Requirements: Copy the listing below verbatim, omitting the pictures.

═════ Dataset extract

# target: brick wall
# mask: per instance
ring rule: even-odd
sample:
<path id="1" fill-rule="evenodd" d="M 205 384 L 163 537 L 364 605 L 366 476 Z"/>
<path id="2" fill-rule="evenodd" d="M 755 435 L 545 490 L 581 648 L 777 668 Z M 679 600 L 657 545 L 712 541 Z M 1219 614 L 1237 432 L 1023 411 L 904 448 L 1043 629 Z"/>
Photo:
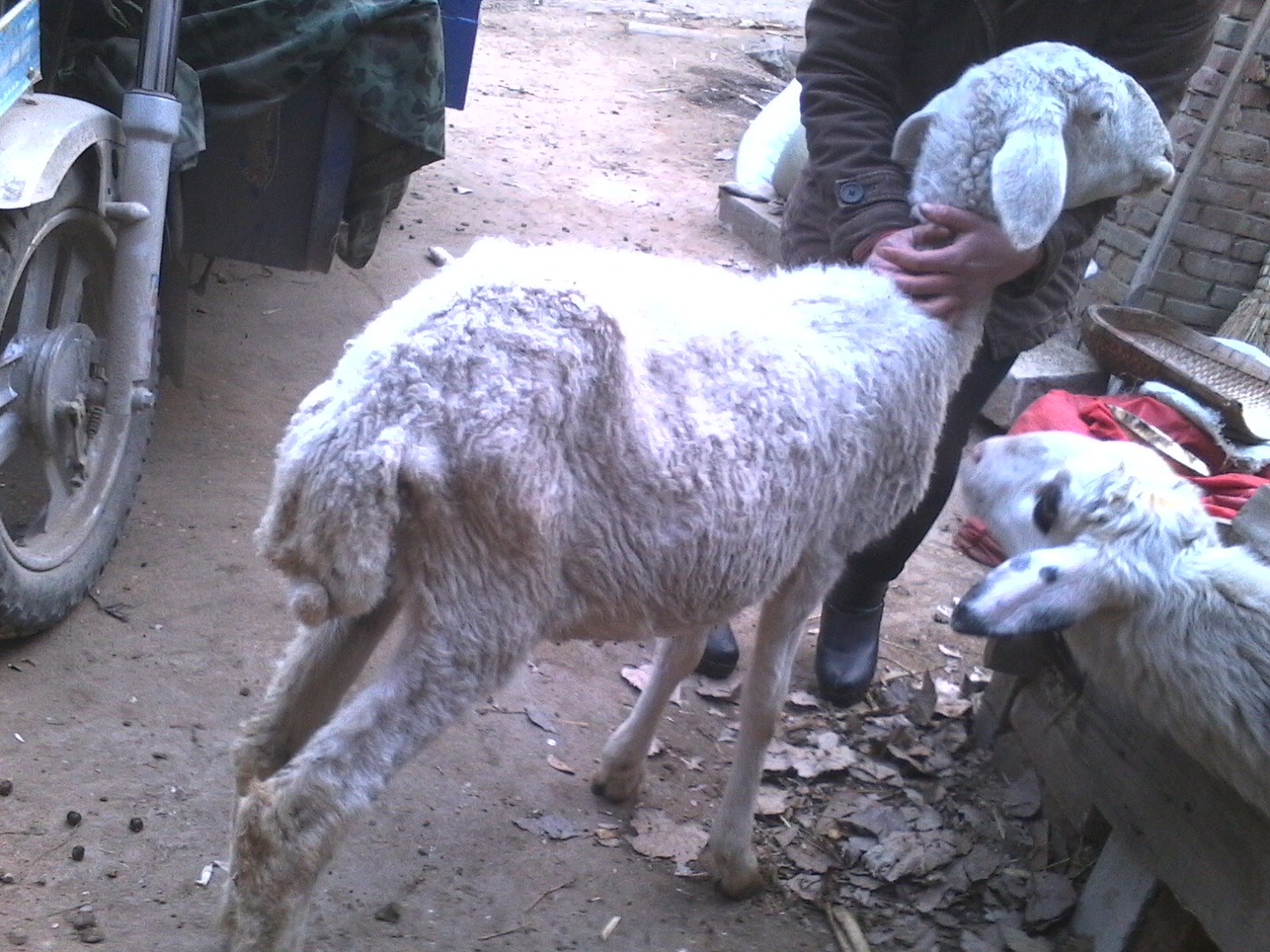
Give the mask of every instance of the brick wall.
<path id="1" fill-rule="evenodd" d="M 1243 47 L 1261 0 L 1227 0 L 1208 61 L 1191 79 L 1170 127 L 1179 168 L 1213 114 L 1215 99 Z M 1170 248 L 1143 307 L 1213 330 L 1252 288 L 1270 253 L 1270 39 L 1252 57 L 1222 131 L 1173 230 Z M 1138 261 L 1170 193 L 1125 199 L 1101 226 L 1093 260 L 1099 273 L 1086 293 L 1099 301 L 1125 297 Z"/>

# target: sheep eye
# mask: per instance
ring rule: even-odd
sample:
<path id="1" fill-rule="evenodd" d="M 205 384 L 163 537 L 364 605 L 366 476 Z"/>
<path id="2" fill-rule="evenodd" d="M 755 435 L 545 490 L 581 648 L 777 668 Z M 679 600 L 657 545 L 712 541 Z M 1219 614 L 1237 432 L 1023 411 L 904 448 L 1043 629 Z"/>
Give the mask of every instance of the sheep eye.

══════════

Written answer:
# target: brick wall
# mask: per instance
ring rule: even-odd
sample:
<path id="1" fill-rule="evenodd" d="M 205 384 L 163 537 L 364 605 L 366 476 Z"/>
<path id="2" fill-rule="evenodd" d="M 755 435 L 545 490 L 581 648 L 777 668 Z M 679 600 L 657 545 L 712 541 Z M 1219 614 L 1237 432 L 1023 411 L 904 448 L 1043 629 Z"/>
Photo:
Give the mask of every instance of the brick wall.
<path id="1" fill-rule="evenodd" d="M 1243 47 L 1261 0 L 1227 0 L 1208 61 L 1191 79 L 1170 127 L 1179 168 L 1213 114 L 1215 99 Z M 1170 248 L 1143 307 L 1213 330 L 1252 288 L 1270 253 L 1270 39 L 1252 57 L 1222 131 L 1173 230 Z M 1138 261 L 1170 193 L 1125 199 L 1101 226 L 1093 260 L 1099 273 L 1086 293 L 1099 301 L 1125 297 Z"/>

# target: sheep eye
# mask: per instance
ring rule: even-odd
sample:
<path id="1" fill-rule="evenodd" d="M 205 384 L 163 537 L 364 605 L 366 476 Z"/>
<path id="2" fill-rule="evenodd" d="M 755 435 L 545 490 L 581 648 L 777 668 Z M 679 600 L 657 545 L 712 541 Z M 1219 614 L 1237 432 L 1023 411 L 904 448 L 1043 629 Z"/>
Give the mask of every instance of the sheep eye.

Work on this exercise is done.